Hosting
Become a Hoster
Share your GPU and earn credits. Every request your server handles earns you credits you can spend on other models in the network.
Requirements
- A GPU server with at least 4GB VRAM (or a CPU with 8GB+ RAM)
- A publicly reachable endpoint (not localhost or private IPs)
- An OpenAI-compatible server (setup guide)
- An invite code — register to request one
One-command setup
The fastest way to get started. Downloads llama.cpp, selects a model for your GPU, registers with NeuralGate, and starts earning:
curl -fsSL https://api.computeshare.servequake.com/install.sh | bash
The installer:
- Detects your GPU and available VRAM
- Downloads the right model (Gemma 4 for 3GB+, Qwen 3.5 for 8GB+)

Data for analysis

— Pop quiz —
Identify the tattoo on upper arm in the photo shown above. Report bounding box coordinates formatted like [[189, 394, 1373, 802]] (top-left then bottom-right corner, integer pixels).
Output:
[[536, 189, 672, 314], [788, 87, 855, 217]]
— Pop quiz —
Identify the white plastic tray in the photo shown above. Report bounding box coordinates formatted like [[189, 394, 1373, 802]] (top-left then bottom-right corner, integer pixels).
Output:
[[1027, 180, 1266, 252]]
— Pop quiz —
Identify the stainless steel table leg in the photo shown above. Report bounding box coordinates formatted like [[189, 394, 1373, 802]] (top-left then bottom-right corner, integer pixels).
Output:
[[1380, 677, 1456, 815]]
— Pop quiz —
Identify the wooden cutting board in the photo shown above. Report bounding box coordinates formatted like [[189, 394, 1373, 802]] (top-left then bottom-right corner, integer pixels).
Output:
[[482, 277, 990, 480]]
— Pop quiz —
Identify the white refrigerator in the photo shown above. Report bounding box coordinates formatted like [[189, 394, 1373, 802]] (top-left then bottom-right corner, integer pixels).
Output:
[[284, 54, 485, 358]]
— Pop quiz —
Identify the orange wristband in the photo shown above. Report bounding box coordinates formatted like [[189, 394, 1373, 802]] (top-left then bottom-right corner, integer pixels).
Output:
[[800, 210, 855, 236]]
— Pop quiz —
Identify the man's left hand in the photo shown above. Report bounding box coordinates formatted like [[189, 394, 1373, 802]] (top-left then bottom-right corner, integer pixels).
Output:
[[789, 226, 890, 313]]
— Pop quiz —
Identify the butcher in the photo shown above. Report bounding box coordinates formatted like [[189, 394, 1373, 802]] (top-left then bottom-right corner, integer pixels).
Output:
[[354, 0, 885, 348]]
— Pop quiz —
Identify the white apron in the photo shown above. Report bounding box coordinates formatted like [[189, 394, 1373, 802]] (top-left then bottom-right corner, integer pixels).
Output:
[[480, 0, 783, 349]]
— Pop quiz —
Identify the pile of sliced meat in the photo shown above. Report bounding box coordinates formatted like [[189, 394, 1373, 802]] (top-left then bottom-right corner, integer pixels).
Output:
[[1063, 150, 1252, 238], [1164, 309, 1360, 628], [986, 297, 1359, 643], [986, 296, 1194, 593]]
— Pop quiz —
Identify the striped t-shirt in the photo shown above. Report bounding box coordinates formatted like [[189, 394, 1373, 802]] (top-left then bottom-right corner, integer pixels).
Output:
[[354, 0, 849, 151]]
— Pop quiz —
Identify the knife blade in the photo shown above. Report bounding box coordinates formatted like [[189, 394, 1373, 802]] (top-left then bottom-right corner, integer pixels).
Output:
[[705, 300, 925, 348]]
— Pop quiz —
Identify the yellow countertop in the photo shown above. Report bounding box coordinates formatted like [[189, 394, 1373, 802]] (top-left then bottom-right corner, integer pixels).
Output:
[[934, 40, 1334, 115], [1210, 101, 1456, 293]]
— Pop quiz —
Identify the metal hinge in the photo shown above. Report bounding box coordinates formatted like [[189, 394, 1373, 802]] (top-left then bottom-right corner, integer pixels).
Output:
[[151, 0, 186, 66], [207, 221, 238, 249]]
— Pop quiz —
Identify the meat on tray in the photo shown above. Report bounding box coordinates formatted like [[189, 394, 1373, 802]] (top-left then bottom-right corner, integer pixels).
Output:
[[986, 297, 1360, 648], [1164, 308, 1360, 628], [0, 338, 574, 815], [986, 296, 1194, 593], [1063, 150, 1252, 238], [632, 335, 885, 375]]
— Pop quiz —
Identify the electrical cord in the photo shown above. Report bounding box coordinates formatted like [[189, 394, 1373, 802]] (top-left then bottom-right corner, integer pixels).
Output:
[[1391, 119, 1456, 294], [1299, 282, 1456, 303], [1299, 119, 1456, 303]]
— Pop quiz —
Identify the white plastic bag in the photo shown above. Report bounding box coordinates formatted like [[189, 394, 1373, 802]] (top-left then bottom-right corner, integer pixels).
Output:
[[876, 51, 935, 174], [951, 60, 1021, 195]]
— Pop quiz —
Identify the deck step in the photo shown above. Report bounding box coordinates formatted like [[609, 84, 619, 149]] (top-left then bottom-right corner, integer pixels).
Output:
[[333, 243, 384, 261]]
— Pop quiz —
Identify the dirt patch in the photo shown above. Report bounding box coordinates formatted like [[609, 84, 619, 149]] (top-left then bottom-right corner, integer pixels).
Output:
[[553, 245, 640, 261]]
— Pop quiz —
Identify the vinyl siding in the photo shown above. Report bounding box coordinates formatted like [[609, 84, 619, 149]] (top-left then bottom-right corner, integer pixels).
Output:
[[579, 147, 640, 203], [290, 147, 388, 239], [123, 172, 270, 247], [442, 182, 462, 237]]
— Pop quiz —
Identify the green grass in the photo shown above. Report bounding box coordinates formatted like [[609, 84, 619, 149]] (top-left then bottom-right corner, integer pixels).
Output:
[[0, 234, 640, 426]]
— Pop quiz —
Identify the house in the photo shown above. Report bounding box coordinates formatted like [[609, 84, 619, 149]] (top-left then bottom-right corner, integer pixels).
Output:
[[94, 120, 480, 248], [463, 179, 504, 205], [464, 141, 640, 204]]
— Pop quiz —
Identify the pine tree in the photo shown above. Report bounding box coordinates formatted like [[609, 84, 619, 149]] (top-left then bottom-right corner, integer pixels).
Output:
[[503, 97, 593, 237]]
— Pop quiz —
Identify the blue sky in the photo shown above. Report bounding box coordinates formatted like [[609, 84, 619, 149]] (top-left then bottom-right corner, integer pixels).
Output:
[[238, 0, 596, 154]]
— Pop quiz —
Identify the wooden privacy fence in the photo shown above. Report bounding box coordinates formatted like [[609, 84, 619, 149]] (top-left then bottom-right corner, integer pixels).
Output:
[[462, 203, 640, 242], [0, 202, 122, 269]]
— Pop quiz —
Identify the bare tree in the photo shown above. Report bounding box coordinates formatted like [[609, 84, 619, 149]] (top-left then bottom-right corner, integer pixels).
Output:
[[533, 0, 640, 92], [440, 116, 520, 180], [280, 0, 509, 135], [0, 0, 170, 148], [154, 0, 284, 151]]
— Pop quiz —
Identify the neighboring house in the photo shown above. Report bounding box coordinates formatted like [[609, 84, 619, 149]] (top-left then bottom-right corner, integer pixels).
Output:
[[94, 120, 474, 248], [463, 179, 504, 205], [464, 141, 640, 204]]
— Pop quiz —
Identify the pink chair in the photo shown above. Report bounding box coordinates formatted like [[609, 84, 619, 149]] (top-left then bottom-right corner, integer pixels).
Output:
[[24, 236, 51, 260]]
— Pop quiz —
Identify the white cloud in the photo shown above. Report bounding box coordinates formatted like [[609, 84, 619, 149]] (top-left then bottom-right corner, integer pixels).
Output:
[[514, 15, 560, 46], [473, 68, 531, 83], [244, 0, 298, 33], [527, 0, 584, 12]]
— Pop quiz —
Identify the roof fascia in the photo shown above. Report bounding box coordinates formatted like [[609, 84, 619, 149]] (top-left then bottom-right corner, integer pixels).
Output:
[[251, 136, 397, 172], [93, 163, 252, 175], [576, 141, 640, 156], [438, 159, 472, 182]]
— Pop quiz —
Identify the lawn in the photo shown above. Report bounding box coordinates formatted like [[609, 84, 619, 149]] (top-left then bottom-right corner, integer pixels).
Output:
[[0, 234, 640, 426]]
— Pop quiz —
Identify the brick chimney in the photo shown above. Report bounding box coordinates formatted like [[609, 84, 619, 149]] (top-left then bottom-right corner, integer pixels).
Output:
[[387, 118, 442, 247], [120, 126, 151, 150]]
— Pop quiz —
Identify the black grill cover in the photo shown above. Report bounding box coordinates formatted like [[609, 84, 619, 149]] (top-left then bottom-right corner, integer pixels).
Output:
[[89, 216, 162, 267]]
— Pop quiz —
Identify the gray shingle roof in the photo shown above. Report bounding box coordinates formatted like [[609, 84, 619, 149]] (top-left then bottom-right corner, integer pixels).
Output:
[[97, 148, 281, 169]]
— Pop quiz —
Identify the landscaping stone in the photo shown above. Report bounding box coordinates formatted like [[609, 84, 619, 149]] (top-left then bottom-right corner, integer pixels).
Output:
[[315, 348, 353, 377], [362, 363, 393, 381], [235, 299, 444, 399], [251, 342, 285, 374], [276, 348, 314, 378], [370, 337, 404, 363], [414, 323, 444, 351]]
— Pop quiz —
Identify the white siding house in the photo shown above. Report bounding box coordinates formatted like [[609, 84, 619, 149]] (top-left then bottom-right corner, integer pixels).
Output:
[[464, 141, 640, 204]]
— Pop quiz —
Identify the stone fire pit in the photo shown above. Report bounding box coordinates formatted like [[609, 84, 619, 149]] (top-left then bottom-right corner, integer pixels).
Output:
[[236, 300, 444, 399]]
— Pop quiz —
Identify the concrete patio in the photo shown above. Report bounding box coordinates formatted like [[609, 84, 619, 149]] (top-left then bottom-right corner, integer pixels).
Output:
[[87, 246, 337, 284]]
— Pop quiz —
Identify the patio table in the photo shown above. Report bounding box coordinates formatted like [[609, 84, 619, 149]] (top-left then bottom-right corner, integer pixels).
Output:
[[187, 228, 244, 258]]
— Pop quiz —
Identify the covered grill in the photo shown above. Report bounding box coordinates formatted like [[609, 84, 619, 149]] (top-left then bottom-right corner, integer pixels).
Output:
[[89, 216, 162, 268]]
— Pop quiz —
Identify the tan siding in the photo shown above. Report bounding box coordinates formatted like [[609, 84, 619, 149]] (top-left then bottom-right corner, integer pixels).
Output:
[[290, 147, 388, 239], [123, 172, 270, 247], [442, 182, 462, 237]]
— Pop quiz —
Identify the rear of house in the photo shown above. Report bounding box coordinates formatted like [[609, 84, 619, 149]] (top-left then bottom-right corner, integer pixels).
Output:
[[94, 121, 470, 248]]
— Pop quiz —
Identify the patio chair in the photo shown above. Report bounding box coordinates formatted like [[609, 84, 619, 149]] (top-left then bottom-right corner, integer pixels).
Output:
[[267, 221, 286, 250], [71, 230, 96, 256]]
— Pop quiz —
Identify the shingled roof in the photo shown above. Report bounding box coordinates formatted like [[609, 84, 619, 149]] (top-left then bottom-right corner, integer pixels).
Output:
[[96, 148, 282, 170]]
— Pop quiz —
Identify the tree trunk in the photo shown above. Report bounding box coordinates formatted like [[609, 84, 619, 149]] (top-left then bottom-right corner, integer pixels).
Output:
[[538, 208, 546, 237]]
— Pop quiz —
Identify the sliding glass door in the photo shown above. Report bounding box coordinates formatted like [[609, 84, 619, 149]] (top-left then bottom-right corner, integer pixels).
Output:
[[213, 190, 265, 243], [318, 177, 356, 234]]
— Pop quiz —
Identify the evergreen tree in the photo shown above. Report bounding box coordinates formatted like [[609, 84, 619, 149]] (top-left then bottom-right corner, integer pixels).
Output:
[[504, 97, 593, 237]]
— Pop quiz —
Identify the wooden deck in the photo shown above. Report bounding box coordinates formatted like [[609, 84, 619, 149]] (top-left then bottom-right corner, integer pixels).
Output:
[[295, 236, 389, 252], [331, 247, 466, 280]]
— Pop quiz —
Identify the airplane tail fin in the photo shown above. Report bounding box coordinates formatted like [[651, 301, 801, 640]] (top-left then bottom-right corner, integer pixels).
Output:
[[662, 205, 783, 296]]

Assigned task 1
Rewrite the part of the hosting page starting with "- An OpenAI-compatible" and going on through "3.5 for 8GB+)", changing "llama.cpp" to "Ollama".
Assigned task 2
Does each statement agree with the hosting page? Answer yes or no for each, and quote the words from the page that decide it.
(a) A GPU server needs at least 4GB of VRAM to qualify.
(b) A localhost endpoint is acceptable for hosting.
(c) The installer downloads Qwen 3.5 for GPUs with 3GB or more of VRAM.
Assigned task 3
Carry on writing the hosting page from its last line.
The data plays no part in any task.

Task output 1
- An OpenAI-compatible server (setup guide)
- An invite code — register to request one
One-command setup
The fastest way to get started. Downloads Ollama, selects a model for your GPU, registers with NeuralGate, and starts earning:
curl -fsSL https://api.computeshare.servequake.com/install.sh | bash
The installer:
- Detects your GPU and available VRAM
- Downloads the right model (Gemma 4 for 3GB+, Qwen 3.5 for 8GB+)

Task output 2
(a) Yes: "A GPU server with at least 4GB VRAM"
(b) No: "not localhost or private IPs"
(c) No: "Qwen 3.5 for 8GB+"

Task output 3
- Sets up llama.cpp as a systemd service
- Registers your endpoint with NeuralGate
- Runs verification and goes live immediately
Manual registration
If you already have a server running, register it directly:
curl -X POST https://api.computeshare.servequake.com/hosters/register \
-H "Content-Type: application/json" \
-d '{
"name": "My GPU Server",
"email": "me@example.com",
"endpoint_url": "https://my-server.example.com",
"api_key": "my-bearer-token",
"invite_code": "BETA2026",
"models": [
{
"model_id": "llama-3-8b",
"model_alias": "Llama 3 8B",
"price_per_input_token": 100,
"price_per_output_token": 300,
"context_window": 8192,
"max_tokens": 2048
}
]
}'
Supported server software
| Software | Compatible | Notes |
|---|---|---|
| llama.cpp server | ✅ | Recommended. Supports GGUF models. |
| vLLM | ✅ | Best for large HuggingFace models. |
| Ollama | ✅ (with bridge) | Requires LiteLLM bridge for OpenAI compat. |
| Any OpenAI-compatible server | ✅ | Must expose /health and /v1/chat/completions |
Blocked endpoints
The following cannot be registered (ToS violation):
- Localhost or private IPs (127.x, 10.x, 192.168.x) — must be publicly reachable
- Commercial API providers (OpenAI, Anthropic, Google, etc.)
- Commercial model IDs (gpt-4, claude-*, gemini-*)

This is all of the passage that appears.